TRECHO SELECIONADO =>

▬▬▬

O maior destaque da atualização da diretriz da SBD foi a incorporação e papel do TOTG 1h, ferramenta que já havia sido mencionada na atualização de 2024 de seu guideline após o posicionamento da IDF do mesmo ano.  

O TOTG 1h tem re-emergido como um método altamente sensível na identificação precoce de disfunção glicêmica. Dados de meta-análises indicam que: 

  • Indivíduos com glicemia ≥ 155 mg/dL em 1 hora apresentam risco três vezes maior de desenvolver DM2 em comparação com aqueles com glicemia normal no mesmo período. 
  • A sua sensibilidade é similar a do TOTG 75g 2h, sendo um bom preditor de resistência insulínica e complicações vasculares precoces, com maior facilidade de realização 
  • O teste identifica até 40% mais indivíduos com disfunção metabólica que passariam despercebidos pela glicemia de jejum ou HbA1c. 

Tais motivos levaram à recomendação pela SBD de se preferir a adoção do TOTG 1h ao TOTG 2h quando houver indicação de seu uso. 

Algoritmo de rastreamento 

Uma das principais novidades foi a inclusão de um algoritmo de triagem, baseado não apenas na glicemia de jejum e na HbA1c mas também no TOTG 1h, em fatores de risco e no score FINDRISC. A recomendação é: 

Glicemia de jejum < 100 mg/dL E HbA1c < 6,5% (normais)

▬▬▬

PERGUNTAS =>
(a) Segundo o trecho sobre a diretriz da SBD, até quantos por cento mais indivíduos com disfunção metabólica o TOTG 1h identifica em relação à glicemia de jejum ou à HbA1c?
(b) Digite de novo o trecho sobre a diretriz da SBD, começando em "O maior destaque" e seguindo até "do mesmo ano.".
Os registros não são necessários para nada aqui.

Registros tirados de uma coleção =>
▬▬▬

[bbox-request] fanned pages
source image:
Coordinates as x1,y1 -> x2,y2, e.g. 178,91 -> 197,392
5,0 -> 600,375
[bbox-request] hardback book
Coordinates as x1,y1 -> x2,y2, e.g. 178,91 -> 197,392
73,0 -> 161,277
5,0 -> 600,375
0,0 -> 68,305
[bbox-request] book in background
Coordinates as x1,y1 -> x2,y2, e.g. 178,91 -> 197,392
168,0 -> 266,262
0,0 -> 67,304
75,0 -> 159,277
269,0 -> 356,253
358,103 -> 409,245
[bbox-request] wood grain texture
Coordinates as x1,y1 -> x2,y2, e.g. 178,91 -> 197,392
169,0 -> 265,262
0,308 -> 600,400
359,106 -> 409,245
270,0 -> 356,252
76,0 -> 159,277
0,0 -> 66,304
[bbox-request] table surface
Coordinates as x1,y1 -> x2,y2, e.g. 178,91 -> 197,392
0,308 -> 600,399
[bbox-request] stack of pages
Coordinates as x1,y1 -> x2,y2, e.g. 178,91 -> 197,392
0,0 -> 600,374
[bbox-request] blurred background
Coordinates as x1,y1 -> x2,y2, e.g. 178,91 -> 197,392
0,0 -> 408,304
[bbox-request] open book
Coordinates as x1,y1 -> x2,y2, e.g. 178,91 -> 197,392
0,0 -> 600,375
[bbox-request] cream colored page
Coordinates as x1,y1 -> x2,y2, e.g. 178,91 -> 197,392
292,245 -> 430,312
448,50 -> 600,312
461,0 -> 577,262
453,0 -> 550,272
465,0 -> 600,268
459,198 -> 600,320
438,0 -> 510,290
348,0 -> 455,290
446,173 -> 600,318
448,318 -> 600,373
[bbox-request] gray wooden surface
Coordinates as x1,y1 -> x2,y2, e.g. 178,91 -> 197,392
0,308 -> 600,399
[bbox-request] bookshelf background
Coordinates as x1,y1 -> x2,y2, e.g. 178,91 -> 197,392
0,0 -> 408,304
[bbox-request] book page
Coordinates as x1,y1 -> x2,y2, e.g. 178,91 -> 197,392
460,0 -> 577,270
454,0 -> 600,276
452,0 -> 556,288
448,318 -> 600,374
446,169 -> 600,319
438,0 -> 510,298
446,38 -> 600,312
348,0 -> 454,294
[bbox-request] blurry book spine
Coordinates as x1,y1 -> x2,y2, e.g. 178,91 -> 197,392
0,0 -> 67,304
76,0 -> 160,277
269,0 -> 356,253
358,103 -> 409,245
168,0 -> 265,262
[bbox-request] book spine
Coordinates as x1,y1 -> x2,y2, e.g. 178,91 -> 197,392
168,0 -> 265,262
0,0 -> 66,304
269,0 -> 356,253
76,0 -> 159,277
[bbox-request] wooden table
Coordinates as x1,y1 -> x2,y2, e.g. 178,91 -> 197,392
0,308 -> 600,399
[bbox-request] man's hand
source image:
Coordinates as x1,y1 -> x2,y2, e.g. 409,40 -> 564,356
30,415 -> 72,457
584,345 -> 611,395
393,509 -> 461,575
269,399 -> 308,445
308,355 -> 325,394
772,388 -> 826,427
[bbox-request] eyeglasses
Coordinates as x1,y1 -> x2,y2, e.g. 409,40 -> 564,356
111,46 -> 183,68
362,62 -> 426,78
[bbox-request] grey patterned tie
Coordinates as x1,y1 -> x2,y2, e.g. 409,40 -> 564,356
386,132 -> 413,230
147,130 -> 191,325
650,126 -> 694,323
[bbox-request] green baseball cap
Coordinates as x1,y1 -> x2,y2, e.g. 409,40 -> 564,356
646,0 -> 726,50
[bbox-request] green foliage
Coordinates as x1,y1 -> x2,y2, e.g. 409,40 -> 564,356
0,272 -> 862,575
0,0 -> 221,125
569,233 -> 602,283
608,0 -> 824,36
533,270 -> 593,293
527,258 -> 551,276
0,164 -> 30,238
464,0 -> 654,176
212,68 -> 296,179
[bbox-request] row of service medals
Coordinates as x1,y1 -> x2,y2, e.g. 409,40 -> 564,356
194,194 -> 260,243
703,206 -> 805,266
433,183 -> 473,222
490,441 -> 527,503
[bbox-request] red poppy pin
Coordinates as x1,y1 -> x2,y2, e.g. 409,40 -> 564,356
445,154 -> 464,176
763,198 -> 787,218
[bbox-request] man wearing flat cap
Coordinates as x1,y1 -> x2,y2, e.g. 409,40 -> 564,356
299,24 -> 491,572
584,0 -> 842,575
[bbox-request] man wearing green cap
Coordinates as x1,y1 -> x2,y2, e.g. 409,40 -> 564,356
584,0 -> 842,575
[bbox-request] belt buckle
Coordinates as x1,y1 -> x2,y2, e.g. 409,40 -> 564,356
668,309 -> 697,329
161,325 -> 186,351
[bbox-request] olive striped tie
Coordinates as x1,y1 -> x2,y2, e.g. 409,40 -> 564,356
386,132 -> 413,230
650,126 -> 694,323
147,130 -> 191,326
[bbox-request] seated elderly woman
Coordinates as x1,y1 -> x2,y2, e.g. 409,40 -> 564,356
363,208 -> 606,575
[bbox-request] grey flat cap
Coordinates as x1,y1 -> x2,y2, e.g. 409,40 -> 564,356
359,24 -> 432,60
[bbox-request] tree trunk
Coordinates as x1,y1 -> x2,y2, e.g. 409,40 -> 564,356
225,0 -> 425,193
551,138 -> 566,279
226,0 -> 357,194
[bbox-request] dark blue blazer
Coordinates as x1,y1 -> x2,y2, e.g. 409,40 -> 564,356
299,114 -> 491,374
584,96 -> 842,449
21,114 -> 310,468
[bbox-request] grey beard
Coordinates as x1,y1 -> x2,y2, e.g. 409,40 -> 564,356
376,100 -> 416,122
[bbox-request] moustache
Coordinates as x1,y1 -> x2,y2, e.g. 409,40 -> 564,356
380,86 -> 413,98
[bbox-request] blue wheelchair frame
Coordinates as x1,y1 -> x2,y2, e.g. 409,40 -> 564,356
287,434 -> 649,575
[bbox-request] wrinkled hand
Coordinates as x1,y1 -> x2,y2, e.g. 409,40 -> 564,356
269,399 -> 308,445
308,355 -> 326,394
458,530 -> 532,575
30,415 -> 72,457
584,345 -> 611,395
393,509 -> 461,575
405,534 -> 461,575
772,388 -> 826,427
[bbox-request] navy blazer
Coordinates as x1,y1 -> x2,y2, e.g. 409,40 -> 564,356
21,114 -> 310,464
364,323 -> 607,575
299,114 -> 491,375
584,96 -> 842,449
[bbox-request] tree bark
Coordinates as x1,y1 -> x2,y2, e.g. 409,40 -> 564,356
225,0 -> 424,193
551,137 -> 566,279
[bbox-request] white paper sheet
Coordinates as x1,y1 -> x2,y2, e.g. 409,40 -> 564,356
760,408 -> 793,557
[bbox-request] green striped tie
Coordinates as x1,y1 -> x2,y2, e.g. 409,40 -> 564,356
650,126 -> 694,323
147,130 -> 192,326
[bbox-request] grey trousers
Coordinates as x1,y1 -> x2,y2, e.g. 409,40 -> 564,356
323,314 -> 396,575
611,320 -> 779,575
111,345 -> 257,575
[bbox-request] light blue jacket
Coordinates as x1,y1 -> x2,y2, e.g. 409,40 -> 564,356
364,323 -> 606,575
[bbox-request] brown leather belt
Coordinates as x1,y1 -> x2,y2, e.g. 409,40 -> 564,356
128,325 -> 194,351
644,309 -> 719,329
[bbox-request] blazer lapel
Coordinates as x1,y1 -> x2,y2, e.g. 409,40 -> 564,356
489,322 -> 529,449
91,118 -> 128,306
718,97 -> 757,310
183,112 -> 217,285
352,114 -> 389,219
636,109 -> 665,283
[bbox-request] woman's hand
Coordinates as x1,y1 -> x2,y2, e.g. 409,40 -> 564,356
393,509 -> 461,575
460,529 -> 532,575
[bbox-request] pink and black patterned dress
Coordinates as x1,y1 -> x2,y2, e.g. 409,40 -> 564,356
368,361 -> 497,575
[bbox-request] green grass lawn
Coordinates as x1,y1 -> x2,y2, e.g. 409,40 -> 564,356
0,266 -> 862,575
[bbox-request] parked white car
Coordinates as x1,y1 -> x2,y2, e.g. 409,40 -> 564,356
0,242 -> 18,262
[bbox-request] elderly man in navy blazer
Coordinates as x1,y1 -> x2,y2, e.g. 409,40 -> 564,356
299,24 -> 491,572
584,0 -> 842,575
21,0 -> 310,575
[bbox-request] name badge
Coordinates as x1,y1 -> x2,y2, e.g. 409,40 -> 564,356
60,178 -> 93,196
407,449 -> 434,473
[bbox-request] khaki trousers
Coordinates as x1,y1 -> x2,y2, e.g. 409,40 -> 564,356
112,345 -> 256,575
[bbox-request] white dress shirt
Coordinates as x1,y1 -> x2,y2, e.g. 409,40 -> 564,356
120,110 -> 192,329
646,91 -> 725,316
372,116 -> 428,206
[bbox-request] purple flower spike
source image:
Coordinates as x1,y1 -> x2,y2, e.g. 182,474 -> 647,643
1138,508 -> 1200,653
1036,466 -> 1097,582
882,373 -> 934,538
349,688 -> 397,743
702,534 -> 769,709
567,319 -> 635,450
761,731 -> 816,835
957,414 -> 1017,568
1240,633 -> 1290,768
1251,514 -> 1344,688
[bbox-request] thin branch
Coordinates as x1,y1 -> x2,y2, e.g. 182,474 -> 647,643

▬▬▬

RESPOSTAS =>
(a) Até 40% mais indivíduos.

(b)
O maior destaque da atualização da diretriz da SBD foi a incorporação e papel do TOTG 1h, ferramenta que já havia sido mencionada na atualização de 2024 de seu guideline após o posicionamento da IDF do mesmo ano.